• What you should do: From the listing below, reproduce word for word the part that opens with the line containing "The exact mask, written" and closes with the line containing "box: [69, 132, 184, 337]"; reproduce nothing else.
>>>
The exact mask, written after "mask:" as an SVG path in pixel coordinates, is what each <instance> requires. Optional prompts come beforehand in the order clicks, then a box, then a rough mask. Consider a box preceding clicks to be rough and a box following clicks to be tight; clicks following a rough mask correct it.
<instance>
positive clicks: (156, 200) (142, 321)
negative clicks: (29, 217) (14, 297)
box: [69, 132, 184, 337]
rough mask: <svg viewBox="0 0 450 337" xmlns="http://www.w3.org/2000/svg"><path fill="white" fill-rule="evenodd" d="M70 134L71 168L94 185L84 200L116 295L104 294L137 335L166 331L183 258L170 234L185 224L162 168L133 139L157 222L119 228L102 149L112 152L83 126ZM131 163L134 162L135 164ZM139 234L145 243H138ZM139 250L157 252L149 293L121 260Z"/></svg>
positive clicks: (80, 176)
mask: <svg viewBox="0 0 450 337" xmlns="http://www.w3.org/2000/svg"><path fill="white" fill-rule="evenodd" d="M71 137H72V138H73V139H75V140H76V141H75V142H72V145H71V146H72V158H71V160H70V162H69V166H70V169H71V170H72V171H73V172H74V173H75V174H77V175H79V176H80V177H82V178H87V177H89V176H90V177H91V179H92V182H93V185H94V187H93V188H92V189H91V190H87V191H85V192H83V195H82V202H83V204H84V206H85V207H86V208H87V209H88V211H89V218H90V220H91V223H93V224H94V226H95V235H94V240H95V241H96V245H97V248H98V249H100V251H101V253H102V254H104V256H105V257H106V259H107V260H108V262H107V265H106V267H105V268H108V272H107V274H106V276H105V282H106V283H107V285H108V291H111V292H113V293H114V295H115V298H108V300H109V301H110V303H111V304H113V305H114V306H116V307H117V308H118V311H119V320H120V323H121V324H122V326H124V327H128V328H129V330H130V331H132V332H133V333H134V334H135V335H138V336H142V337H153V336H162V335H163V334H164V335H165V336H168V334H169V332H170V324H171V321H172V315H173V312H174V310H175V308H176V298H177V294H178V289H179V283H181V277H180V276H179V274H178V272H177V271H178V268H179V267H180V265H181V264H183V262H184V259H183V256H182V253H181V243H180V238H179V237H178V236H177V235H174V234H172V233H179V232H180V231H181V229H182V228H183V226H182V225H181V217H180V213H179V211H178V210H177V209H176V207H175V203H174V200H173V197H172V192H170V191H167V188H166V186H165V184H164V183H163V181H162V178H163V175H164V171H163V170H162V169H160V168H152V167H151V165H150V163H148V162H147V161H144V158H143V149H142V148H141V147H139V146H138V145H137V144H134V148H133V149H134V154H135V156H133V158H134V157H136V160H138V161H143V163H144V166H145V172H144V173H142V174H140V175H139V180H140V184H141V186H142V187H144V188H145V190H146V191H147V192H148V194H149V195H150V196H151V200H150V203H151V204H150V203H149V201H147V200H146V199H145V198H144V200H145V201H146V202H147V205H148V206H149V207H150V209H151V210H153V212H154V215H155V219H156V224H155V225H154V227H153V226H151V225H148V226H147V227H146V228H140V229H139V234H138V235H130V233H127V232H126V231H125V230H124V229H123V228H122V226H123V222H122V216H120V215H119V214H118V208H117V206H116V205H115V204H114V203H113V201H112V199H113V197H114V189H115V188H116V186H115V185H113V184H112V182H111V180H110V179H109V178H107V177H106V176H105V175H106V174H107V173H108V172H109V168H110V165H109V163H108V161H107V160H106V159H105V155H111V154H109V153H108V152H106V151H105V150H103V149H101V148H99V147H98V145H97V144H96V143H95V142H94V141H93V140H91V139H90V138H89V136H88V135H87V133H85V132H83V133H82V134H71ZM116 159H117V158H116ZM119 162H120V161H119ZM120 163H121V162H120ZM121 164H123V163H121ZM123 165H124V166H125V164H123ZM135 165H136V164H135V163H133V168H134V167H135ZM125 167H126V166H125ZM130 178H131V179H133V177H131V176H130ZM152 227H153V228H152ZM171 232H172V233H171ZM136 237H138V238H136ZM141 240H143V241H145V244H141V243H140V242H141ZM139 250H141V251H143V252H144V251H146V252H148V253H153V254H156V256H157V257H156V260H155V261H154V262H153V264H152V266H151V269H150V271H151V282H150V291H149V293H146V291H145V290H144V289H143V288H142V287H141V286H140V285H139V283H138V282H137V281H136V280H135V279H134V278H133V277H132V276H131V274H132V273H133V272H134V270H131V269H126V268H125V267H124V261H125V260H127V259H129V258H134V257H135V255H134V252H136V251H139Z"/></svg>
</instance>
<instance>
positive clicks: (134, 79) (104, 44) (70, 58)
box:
<<<
>>>
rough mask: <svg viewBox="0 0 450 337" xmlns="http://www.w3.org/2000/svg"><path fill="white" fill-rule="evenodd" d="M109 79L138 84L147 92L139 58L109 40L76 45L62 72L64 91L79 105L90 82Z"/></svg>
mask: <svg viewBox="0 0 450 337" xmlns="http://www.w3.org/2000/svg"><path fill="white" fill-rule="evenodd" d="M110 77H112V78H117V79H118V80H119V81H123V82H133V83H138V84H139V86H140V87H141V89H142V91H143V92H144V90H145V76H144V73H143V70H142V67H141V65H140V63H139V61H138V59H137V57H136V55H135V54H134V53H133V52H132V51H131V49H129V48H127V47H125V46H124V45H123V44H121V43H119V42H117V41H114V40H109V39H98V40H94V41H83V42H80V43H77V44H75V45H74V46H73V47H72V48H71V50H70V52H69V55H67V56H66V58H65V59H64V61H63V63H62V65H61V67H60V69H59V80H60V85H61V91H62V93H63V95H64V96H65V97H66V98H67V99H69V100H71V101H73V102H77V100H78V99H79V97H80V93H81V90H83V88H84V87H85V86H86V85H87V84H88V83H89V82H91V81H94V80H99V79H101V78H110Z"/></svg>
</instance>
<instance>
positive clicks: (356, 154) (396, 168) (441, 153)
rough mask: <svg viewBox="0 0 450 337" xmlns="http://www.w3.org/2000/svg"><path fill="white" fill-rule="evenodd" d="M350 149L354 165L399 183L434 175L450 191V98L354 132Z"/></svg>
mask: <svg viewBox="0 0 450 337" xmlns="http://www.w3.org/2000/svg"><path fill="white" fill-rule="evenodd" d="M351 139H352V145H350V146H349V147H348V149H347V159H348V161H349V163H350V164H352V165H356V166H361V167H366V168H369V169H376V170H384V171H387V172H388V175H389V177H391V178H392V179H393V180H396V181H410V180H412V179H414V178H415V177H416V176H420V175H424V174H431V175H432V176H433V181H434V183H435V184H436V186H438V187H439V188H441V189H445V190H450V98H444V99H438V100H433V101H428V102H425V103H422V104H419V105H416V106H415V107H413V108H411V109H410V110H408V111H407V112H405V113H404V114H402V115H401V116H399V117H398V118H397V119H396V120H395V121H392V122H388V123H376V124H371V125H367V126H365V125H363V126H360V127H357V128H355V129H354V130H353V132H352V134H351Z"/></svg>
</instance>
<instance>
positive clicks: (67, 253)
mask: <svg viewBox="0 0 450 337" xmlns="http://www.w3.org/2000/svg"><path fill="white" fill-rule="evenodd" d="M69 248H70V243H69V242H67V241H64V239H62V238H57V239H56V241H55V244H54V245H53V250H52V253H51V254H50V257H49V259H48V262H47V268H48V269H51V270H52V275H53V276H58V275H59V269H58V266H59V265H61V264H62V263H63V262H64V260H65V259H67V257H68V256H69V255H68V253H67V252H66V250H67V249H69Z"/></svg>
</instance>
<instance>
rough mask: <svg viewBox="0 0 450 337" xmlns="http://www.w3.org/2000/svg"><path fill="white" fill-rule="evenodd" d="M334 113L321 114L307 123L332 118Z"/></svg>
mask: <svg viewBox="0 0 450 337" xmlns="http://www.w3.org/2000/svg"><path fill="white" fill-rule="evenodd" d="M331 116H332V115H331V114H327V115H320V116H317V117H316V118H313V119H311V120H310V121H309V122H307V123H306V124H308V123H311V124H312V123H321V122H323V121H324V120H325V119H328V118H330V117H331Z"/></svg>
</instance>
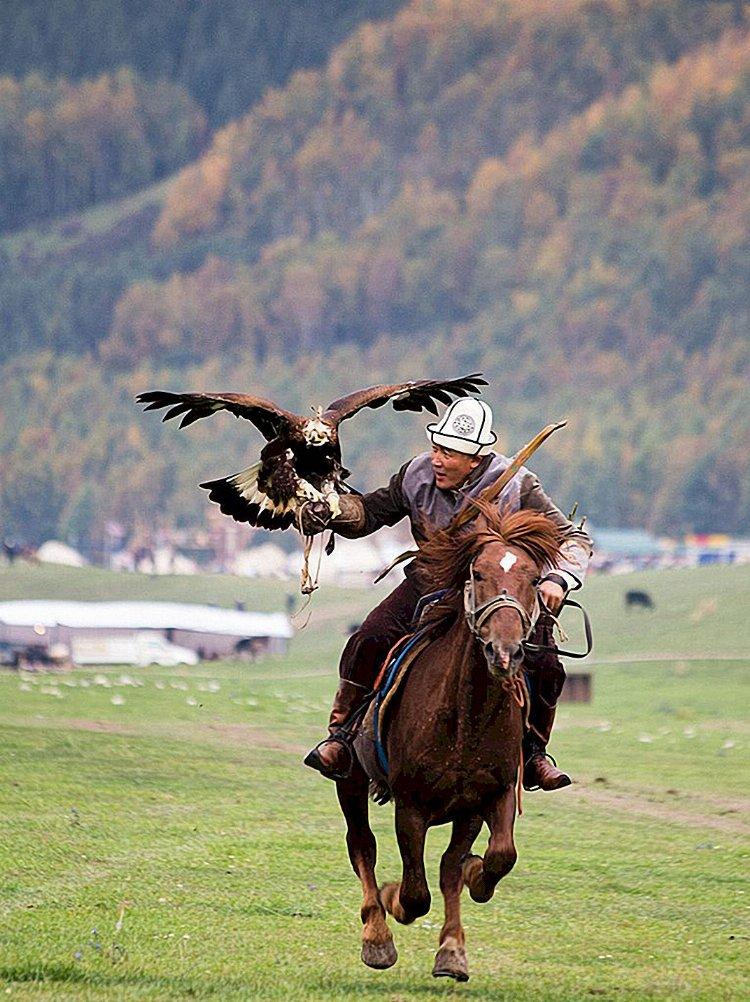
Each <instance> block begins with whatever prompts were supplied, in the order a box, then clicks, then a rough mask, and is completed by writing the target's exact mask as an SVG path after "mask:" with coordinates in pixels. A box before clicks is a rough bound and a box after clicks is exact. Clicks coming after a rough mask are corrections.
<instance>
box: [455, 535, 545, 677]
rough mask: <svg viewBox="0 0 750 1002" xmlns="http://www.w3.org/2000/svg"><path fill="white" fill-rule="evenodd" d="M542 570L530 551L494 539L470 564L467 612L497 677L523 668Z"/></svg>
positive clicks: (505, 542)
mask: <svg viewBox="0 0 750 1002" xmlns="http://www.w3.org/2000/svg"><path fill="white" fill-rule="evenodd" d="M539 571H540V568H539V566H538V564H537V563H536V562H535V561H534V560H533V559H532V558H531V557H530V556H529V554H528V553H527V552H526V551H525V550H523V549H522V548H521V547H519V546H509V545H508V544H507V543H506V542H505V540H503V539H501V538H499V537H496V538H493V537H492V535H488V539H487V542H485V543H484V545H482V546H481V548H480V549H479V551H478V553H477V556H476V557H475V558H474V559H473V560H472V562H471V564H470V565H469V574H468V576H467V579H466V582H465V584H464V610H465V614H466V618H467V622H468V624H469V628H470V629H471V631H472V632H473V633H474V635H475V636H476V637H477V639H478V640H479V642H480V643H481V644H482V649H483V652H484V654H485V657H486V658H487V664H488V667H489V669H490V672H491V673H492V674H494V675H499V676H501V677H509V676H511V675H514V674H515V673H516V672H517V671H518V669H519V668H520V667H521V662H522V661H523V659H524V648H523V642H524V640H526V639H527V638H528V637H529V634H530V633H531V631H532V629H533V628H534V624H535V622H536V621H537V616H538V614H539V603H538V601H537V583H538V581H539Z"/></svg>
<<<
• Written response:
The exact mask, written after "mask:" as an SVG path in pixel coordinates, is what each <instance> requires. Optional prompts come beforehand in the order clicks, then a box, then a rough mask. Consider a box preceding clicks to be rough and a box following clicks to be tight; clicks following a rough mask correct it.
<instance>
positive clicks: (156, 200) (142, 321)
negative clicks: (29, 217) (14, 297)
box: [69, 132, 184, 337]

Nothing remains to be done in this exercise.